EXERCISE PROMPT
Reproduce word for word the passage of the text on Lesotho below that opens with the words containing "In the medium-term, economic" and closes with "wider urban-rural inequality.".

READING TEXT
* * * *

Lesotho is a small, mountainous, and landlocked country, surrounded by its much larger neighbor, South Africa. It has a population of about two million, and nominal per capita gross domestic product (GDP) of $1,299.
Lesotho is classified as a lower-middle-income country. It is mostly highlands, with its lowest point 1,400 meters above sea level. Previously a British protectorate, the nation gained its independence in October 4, 1966. A constitutional monarchy, Lesotho is ruled by a king as Head of State, and the Prime Minister as Head of Government, governed by a 33-member Senate and a 120-member National Assembly. Elections were held in June 2017 for the third time in five years, leading to the formation of a four-party coalition government, led by Prime Minister Thomas Thabane.
In keeping with recommendations made by the Southern African Development Community (SADC), the government is currently undertaking key constitutional, security, parliamentary, judicial, public sector, economic and media sector reforms.
In recent years, Lesotho’s economic performance has been negatively affected by sluggish global economic growth amid a major downturn in both emerging markets and advanced economies. Furthermore, sustained political instability in the country, coupled with slow economic growth in the South African economy, also contributed to slow economic performance. Real GDP growth rate is estimated to have averaged 1.6% between 2015–2019 and it is projected to average 0.6% between 2019–2021, largely attributed to the expected negative impact of COVID-19 (coronavirus).
In the medium-term, economic growth is expected to be boosted by construction-related projects including construction works associated with the second phase of the Lesotho Highlands Water Project (LHWP II), the Lesotho Lowlands Water Development Projects (LLWDP -I and-II), and government roads. The water and electricity subsectors are expected to be boosted by green energy projects, while the tertiary sector is envisaged to be supported inter alia by government initiatives to reinforce financial inclusion.
Unemployment remains high at 23.6% in 2018 coupled with high inequality and poverty. The national poverty rate declined from 56.6% in 2002 to 49.7% in 2017. Urban areas registered strong poverty reduction of 13 percentage points, while rural areas poverty rates levels decreased marginally by 0.6 percentage points, leading to wider urban-rural inequality.

* * * *

Items from a data source

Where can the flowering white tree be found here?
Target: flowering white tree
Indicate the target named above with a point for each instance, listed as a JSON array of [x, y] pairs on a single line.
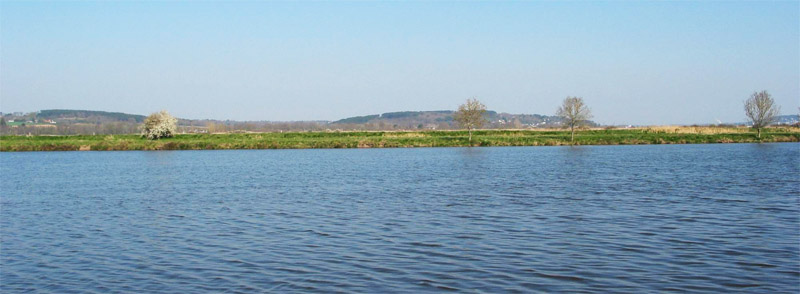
[[159, 125], [761, 110]]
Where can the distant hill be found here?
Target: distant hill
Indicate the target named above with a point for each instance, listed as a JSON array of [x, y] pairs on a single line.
[[789, 119], [87, 116], [444, 119]]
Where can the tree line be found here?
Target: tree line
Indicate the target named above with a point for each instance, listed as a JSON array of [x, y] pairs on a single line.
[[760, 109]]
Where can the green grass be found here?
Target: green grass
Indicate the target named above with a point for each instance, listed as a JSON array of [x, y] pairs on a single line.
[[298, 140]]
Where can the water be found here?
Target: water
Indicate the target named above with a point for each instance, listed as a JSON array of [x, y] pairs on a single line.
[[677, 218]]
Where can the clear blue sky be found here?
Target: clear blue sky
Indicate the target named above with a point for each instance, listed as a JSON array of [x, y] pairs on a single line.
[[632, 62]]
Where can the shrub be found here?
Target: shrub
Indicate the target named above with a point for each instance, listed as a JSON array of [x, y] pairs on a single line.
[[159, 125]]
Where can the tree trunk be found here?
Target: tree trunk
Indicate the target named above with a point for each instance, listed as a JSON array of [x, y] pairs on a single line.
[[572, 139]]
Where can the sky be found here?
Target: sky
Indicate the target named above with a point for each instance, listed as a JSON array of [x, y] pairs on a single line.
[[632, 62]]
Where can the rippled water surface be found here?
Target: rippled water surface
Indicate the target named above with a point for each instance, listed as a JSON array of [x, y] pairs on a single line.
[[680, 218]]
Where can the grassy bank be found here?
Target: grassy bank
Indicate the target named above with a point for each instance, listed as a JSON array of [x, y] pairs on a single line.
[[297, 140]]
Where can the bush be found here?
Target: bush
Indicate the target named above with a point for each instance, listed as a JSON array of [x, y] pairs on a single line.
[[159, 125]]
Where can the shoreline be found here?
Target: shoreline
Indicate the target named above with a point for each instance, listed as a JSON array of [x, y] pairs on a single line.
[[397, 139]]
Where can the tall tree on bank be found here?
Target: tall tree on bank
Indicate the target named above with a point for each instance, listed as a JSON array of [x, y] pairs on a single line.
[[761, 110], [574, 112], [470, 115], [159, 125]]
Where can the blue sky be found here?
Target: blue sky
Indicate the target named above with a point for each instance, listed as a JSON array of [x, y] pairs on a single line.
[[632, 62]]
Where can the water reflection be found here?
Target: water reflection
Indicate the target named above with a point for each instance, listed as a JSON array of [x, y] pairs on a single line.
[[693, 219]]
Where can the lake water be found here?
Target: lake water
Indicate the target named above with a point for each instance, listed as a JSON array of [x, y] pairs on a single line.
[[627, 219]]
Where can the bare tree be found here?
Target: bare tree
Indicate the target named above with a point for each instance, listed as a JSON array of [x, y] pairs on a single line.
[[574, 112], [470, 115], [761, 110], [159, 125]]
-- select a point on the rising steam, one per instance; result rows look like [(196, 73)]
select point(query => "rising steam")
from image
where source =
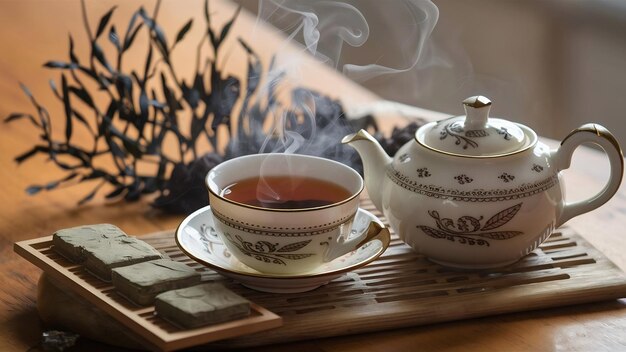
[(323, 27)]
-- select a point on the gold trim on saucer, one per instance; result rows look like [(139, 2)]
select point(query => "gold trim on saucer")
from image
[(375, 231)]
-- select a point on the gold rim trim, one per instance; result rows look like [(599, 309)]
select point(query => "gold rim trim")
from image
[(285, 231), (529, 146), (295, 210), (375, 231), (477, 101)]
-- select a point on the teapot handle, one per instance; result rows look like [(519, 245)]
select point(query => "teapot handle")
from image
[(596, 134)]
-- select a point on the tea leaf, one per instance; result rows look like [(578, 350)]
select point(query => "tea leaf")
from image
[(115, 38), (104, 21), (73, 57), (116, 192), (89, 196), (99, 55), (60, 64), (32, 190), (68, 109), (130, 38), (183, 31), (83, 95), (37, 149), (17, 116)]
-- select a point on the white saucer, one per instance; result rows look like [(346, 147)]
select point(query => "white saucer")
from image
[(197, 237)]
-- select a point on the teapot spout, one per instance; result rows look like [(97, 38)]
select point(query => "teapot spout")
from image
[(375, 161)]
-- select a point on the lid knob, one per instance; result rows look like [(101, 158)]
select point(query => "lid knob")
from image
[(477, 112)]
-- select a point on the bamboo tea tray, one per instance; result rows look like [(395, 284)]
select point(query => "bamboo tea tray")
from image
[(159, 333), (401, 288)]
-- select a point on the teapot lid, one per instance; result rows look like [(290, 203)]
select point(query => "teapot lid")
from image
[(476, 134)]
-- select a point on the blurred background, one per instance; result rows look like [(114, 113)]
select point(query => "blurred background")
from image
[(552, 65)]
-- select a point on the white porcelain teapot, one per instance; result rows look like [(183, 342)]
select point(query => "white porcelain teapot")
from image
[(479, 192)]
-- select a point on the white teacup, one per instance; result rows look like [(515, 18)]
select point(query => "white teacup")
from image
[(285, 241)]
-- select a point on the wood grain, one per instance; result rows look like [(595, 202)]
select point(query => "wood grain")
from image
[(36, 31), (402, 288)]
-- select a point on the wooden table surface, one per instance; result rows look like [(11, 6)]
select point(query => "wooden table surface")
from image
[(32, 32)]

* * * *

OUTPUT BELOW
In the medium-term, economic growth is expected to be boosted by construction-related projects including construction works associated with the second phase of the Lesotho Highlands Water Project (LHWP II), the Lesotho Lowlands Water Development Projects (LLWDP -I and-II), and government roads. The water and electricity subsectors are expected to be boosted by green energy projects, while the tertiary sector is envisaged to be supported inter alia by government initiatives to reinforce financial inclusion.
Unemployment remains high at 23.6% in 2018 coupled with high inequality and poverty. The national poverty rate declined from 56.6% in 2002 to 49.7% in 2017. Urban areas registered strong poverty reduction of 13 percentage points, while rural areas poverty rates levels decreased marginally by 0.6 percentage points, leading to wider urban-rural inequality.